THE TASK ▸ From the Texas Longhorns thread below, condense the paragraph beginning "But, on the bright side" into a short bulleted list of its main facts.

TEXT SECTION ▸
_ _ _ _ _ _ _
# Texas Longhorns



## Pimped Out (May 4, 2005)

i know the lady longhorns are young, but they have a really bad half court offense. some good post scoring, but the perimeter play is awful. they started getting out on the break and they were finally able to pull away from louisana lafayette. when they cant get out in the open court, they look worse than ULL and they wouold have been out of it if it werent for the free throw line.


----------



## CbobbyB (Feb 16, 2006)

yeah i saw a little bit of that game...they don't look to good. They'll struggle against the top teams if they don't get their stuff 2gether...


----------



## 4ever_bball_fan (Aug 5, 2004)

One of the things that disturbed me last night was seeing Erika have to play the point. She is a bona fide shooter, and when she has to cocentrate on distributing the ball, she can't get in position to touch and shoot. She is amazing when she can get her shoulders straight to the basket and let it fly...but that isn't possible because she can't feed herself the ball...LOL.

But, on the bright side...what can you say about Tiffany Jackson??? :rbanana: I am going to double check some numbers, but they were saying that the three ball she shot and made is her first at Texas. That surprises me, because she played the power forward her first year, and I thought I remembered her shooting a lot from the outside...but, maybe not. And then Miss Jackson ran the floor as the point guard!!! Six foot four, showin' it all!!!

And my girl...Number 44, Katrina Robinson!!! I lubs hur!!! I was glad to see how well she and Tiffany played together. It was good to see Williams and Baily back out there, too.

Yes, the offense looked like the dickens, but with some more time this young team will be one to be reckoned with.


----------
_ _ _ _ _ _ _
EXTRACTED DATA ▸
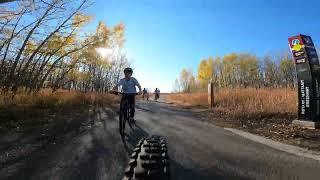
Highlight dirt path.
[0,101,320,180]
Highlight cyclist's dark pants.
[121,94,136,118]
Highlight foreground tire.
[123,136,170,180]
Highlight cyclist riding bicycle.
[113,68,141,122]
[154,88,160,100]
[142,88,149,100]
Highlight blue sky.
[89,0,320,92]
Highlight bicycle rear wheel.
[123,136,170,180]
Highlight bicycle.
[142,93,149,101]
[123,136,171,180]
[154,93,159,101]
[109,91,138,136]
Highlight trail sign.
[288,34,320,122]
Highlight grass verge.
[0,89,117,133]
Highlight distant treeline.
[174,53,296,92]
[0,0,128,93]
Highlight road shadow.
[170,159,249,180]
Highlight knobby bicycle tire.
[123,136,170,180]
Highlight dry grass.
[0,89,118,132]
[0,89,116,109]
[167,88,297,117]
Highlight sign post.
[288,34,320,128]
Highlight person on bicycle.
[154,88,160,100]
[142,88,149,100]
[113,68,141,122]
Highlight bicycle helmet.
[123,67,133,73]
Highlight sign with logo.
[288,34,320,121]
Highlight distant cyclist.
[154,88,160,101]
[113,68,142,122]
[142,88,149,101]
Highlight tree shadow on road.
[170,159,248,180]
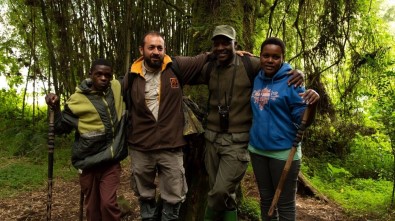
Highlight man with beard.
[124,32,208,221]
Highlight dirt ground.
[0,168,355,221]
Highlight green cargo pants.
[205,130,250,211]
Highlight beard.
[144,56,163,69]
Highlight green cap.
[211,25,236,40]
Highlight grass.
[0,115,77,199]
[304,161,395,220]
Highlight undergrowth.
[0,115,77,198]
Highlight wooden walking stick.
[79,190,84,221]
[268,106,310,219]
[47,108,55,221]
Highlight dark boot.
[161,201,181,221]
[139,200,158,221]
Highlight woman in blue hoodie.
[248,37,319,221]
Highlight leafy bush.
[343,134,393,180]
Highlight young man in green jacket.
[45,59,128,221]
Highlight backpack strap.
[170,57,184,89]
[122,71,136,110]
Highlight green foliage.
[343,134,394,181]
[302,157,392,220]
[0,109,77,198]
[311,173,392,220]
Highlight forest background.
[0,0,395,220]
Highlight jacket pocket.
[232,133,250,143]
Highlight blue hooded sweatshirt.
[250,63,307,150]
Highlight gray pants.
[205,131,250,211]
[251,153,301,221]
[130,148,188,220]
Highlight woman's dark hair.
[261,37,285,57]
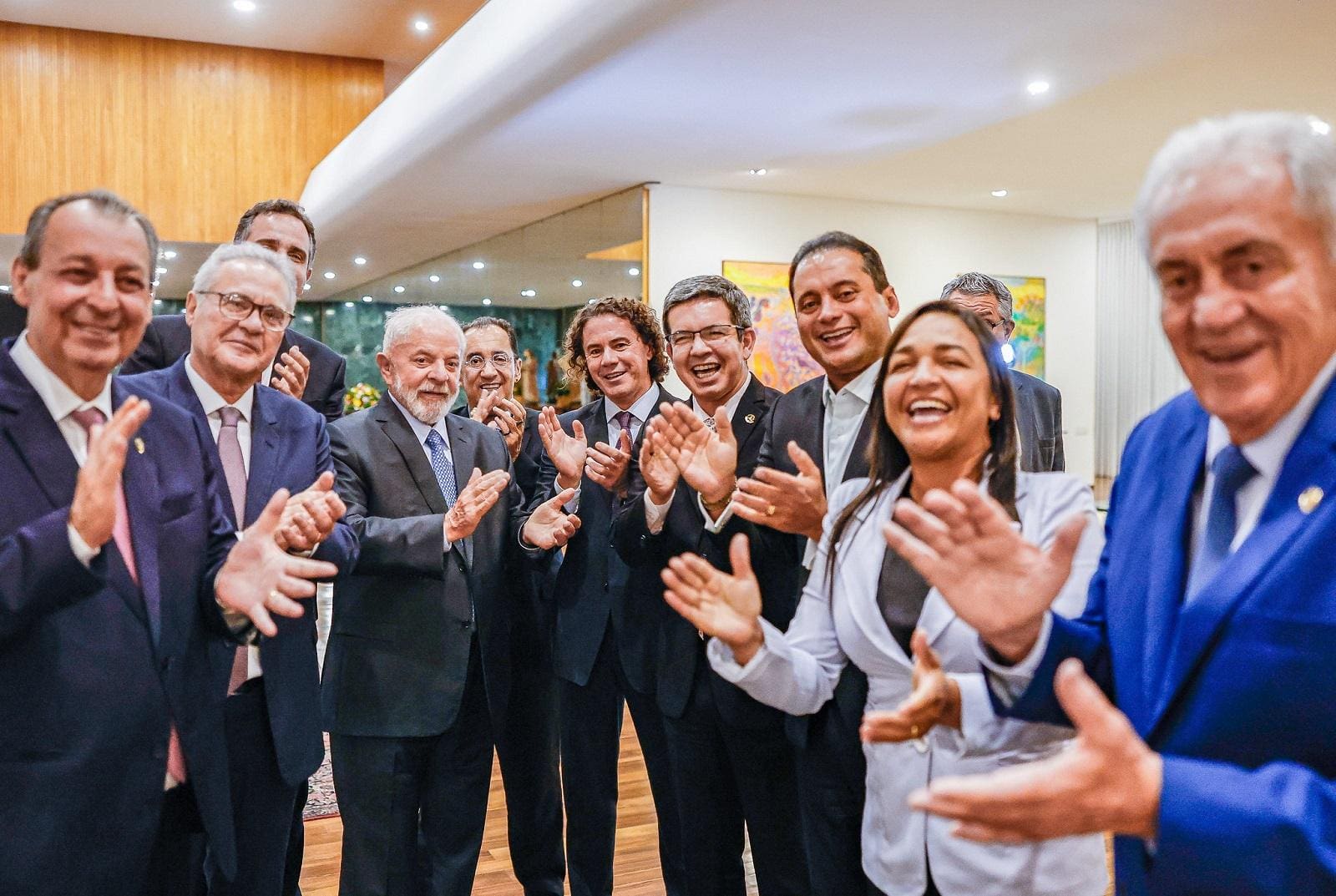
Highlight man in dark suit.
[124,243,357,896]
[456,316,566,896]
[120,199,347,423]
[0,191,336,896]
[732,231,899,896]
[539,298,686,896]
[613,275,808,896]
[942,271,1066,473]
[321,306,579,896]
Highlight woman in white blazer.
[664,301,1107,896]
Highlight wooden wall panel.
[0,22,383,241]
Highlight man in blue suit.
[887,114,1336,896]
[0,191,336,896]
[124,243,357,896]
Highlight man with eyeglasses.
[613,275,808,896]
[940,271,1066,473]
[125,243,358,896]
[454,316,566,896]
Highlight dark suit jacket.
[124,357,357,787]
[1010,370,1067,473]
[1002,383,1336,896]
[321,397,546,737]
[536,386,677,693]
[120,314,347,423]
[612,377,797,728]
[0,343,236,896]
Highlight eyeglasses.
[195,290,296,332]
[668,323,746,348]
[463,352,514,370]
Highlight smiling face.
[11,200,152,399]
[793,248,900,388]
[185,259,291,401]
[1151,160,1336,443]
[882,312,1000,463]
[665,298,757,414]
[376,316,463,426]
[581,314,653,408]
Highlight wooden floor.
[302,716,664,896]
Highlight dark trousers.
[795,700,877,896]
[330,640,492,896]
[559,626,686,896]
[205,677,296,896]
[497,624,566,896]
[664,662,808,896]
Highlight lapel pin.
[1298,484,1323,513]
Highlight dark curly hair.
[561,295,668,392]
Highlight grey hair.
[1136,112,1336,258]
[18,190,158,281]
[938,271,1015,323]
[663,274,752,332]
[381,305,463,354]
[190,243,296,311]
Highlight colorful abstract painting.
[724,261,822,392]
[998,276,1046,379]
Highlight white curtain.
[1094,220,1187,478]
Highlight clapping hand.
[859,629,960,744]
[733,442,826,541]
[660,533,764,665]
[274,470,346,551]
[883,479,1086,662]
[539,408,590,488]
[214,488,338,637]
[519,488,579,550]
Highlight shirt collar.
[9,330,112,423]
[822,365,879,406]
[185,354,256,423]
[691,370,751,421]
[1207,355,1336,479]
[603,385,659,426]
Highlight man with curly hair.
[534,298,686,896]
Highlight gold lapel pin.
[1298,484,1323,513]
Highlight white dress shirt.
[645,372,752,535]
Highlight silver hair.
[381,305,463,354]
[938,271,1015,323]
[190,243,296,311]
[1136,112,1336,258]
[663,274,752,334]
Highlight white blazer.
[708,473,1107,896]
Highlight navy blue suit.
[534,386,686,896]
[0,345,235,896]
[999,385,1336,896]
[123,355,357,896]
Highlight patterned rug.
[302,735,338,821]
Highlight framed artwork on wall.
[723,261,822,392]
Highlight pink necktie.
[69,408,185,782]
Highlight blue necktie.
[1187,445,1258,602]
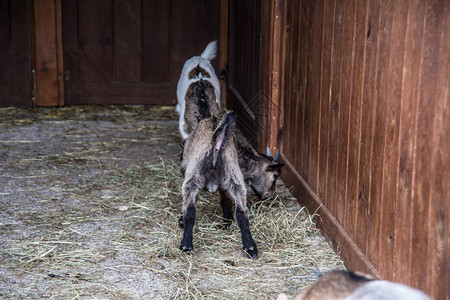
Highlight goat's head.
[249,150,283,200]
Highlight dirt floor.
[0,106,344,299]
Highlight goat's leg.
[219,188,234,229]
[228,184,258,259]
[180,182,198,251]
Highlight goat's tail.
[212,111,236,168]
[202,41,217,60]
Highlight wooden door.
[62,0,220,104]
[0,0,33,106]
[227,0,262,145]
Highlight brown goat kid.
[180,78,283,204]
[180,112,258,259]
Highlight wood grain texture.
[0,0,33,106]
[274,0,450,299]
[60,0,220,105]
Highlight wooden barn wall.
[0,0,33,106]
[59,0,220,104]
[226,0,262,145]
[260,0,450,299]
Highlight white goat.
[277,271,430,300]
[175,41,220,140]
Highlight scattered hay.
[0,106,343,299]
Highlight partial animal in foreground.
[175,41,220,140]
[180,112,258,259]
[277,271,430,300]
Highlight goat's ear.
[266,163,284,172]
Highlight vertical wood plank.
[77,0,113,82]
[367,2,392,269]
[378,1,408,280]
[294,0,308,178]
[285,0,304,166]
[327,0,344,220]
[219,0,229,107]
[113,0,142,82]
[0,0,33,106]
[344,1,369,241]
[141,1,170,83]
[335,1,356,230]
[426,12,450,299]
[297,0,314,182]
[393,0,425,284]
[317,0,335,205]
[34,0,64,106]
[281,1,300,162]
[411,0,444,290]
[356,0,381,253]
[306,0,324,193]
[0,0,11,82]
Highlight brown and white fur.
[175,41,220,140]
[180,112,258,259]
[277,271,430,300]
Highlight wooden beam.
[259,0,288,153]
[219,0,229,108]
[34,0,64,106]
[280,154,382,279]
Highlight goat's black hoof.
[244,246,258,259]
[221,219,233,230]
[180,245,193,252]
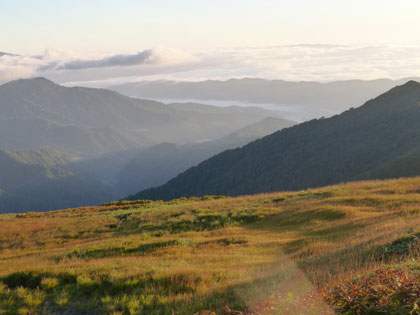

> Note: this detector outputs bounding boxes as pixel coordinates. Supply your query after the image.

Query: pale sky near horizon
[0,0,420,54]
[0,0,420,82]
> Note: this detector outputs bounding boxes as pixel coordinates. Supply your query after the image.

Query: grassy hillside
[0,178,420,314]
[134,81,420,200]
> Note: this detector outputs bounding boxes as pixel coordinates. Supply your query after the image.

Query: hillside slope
[132,81,420,199]
[0,178,420,315]
[117,117,294,196]
[0,78,278,154]
[0,149,112,213]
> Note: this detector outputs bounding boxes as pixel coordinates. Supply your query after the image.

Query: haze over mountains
[0,78,293,211]
[132,81,420,199]
[0,78,275,154]
[4,78,420,211]
[111,78,419,122]
[116,118,294,197]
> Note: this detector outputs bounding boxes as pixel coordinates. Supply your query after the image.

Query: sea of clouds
[0,42,420,86]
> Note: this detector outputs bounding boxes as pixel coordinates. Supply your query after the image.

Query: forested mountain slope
[132,81,420,199]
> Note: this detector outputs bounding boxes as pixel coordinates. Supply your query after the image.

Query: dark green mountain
[117,117,294,196]
[132,81,420,199]
[0,149,113,213]
[0,78,282,155]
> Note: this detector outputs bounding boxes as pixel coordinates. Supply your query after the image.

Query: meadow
[0,178,420,315]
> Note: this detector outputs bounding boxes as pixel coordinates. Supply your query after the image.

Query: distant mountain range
[0,149,112,213]
[110,78,419,121]
[0,78,292,212]
[131,81,420,199]
[116,118,295,196]
[0,78,274,155]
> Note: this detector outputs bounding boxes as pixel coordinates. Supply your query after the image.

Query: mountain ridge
[130,81,420,199]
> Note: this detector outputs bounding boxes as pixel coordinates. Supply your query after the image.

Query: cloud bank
[0,42,420,85]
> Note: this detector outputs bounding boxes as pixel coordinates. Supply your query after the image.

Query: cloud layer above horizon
[0,42,420,86]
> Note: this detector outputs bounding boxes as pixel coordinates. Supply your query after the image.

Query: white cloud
[0,42,420,85]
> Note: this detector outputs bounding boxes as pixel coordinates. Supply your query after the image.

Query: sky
[0,0,420,83]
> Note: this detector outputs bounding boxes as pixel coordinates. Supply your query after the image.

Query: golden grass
[0,178,420,314]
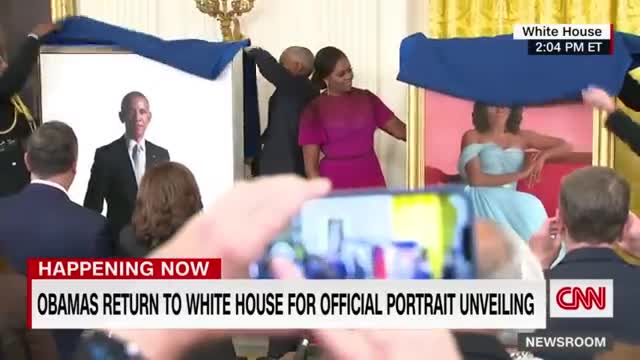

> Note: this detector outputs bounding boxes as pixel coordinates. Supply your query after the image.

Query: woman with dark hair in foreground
[458,103,571,241]
[298,47,407,189]
[119,162,202,257]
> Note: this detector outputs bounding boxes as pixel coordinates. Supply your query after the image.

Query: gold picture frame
[406,85,615,190]
[51,0,78,22]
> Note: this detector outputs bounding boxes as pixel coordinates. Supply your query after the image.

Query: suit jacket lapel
[144,141,158,170]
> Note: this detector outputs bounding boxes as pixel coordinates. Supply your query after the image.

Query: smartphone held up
[251,187,475,279]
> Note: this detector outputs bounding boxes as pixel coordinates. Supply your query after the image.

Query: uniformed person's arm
[0,24,57,99]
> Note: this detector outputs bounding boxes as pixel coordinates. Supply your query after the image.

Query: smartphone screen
[251,188,475,279]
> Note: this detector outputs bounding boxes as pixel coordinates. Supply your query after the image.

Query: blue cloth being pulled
[43,16,260,158]
[44,16,249,80]
[398,32,640,106]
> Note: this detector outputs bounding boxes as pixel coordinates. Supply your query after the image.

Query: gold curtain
[51,0,78,21]
[428,0,640,211]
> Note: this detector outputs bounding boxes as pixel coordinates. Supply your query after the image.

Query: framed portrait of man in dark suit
[40,46,246,231]
[84,91,170,231]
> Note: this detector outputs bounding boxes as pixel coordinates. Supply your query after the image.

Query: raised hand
[528,151,546,187]
[529,210,562,267]
[582,86,616,112]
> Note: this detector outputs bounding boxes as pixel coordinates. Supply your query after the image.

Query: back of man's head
[559,167,630,244]
[280,46,315,77]
[26,121,78,180]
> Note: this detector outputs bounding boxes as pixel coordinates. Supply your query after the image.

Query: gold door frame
[406,85,615,190]
[51,0,78,21]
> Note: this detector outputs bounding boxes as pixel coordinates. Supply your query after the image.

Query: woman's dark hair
[132,162,202,249]
[471,102,522,134]
[311,46,347,90]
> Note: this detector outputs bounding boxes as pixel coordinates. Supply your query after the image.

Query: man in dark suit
[247,46,319,176]
[530,167,640,359]
[84,91,170,239]
[0,24,57,197]
[0,122,111,359]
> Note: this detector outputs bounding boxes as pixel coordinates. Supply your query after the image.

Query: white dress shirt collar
[124,135,146,154]
[31,179,69,196]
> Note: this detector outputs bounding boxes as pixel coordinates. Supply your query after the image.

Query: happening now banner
[27,259,613,330]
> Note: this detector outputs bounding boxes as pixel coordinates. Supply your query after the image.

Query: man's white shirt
[125,138,147,184]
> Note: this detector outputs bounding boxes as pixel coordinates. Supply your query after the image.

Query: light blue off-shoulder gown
[458,143,548,241]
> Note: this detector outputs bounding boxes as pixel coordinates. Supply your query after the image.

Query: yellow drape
[428,0,640,211]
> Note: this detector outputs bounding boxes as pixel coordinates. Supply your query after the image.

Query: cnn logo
[549,279,613,318]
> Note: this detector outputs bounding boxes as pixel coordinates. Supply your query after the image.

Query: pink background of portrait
[425,91,593,175]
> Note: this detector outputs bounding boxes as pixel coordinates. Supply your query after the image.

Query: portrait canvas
[40,47,245,209]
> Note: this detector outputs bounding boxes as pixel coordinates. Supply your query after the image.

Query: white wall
[76,0,222,41]
[78,0,428,187]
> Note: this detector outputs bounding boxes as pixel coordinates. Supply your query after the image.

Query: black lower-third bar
[518,332,613,352]
[527,40,613,55]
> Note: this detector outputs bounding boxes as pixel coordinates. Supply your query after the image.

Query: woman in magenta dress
[299,47,406,189]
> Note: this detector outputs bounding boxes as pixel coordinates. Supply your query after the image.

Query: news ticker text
[29,280,546,329]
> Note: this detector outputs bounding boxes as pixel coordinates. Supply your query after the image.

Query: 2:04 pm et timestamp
[528,40,612,55]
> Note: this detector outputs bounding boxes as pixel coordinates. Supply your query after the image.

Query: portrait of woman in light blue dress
[458,103,571,241]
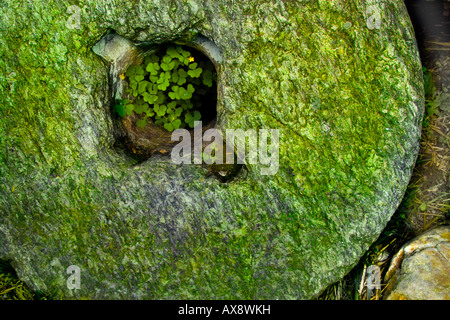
_ _ _ _ _ _ _
FINAL ANSWER ▸
- Tiffany Jackson stood out in the game.
- Her made three-pointer was reported to be her first at Texas; the writer planned to double-check this.
- This was surprising because she played power forward her first year, and the writer recalled her shooting often from outside.
- She also ran the floor as the point guard despite being six foot four.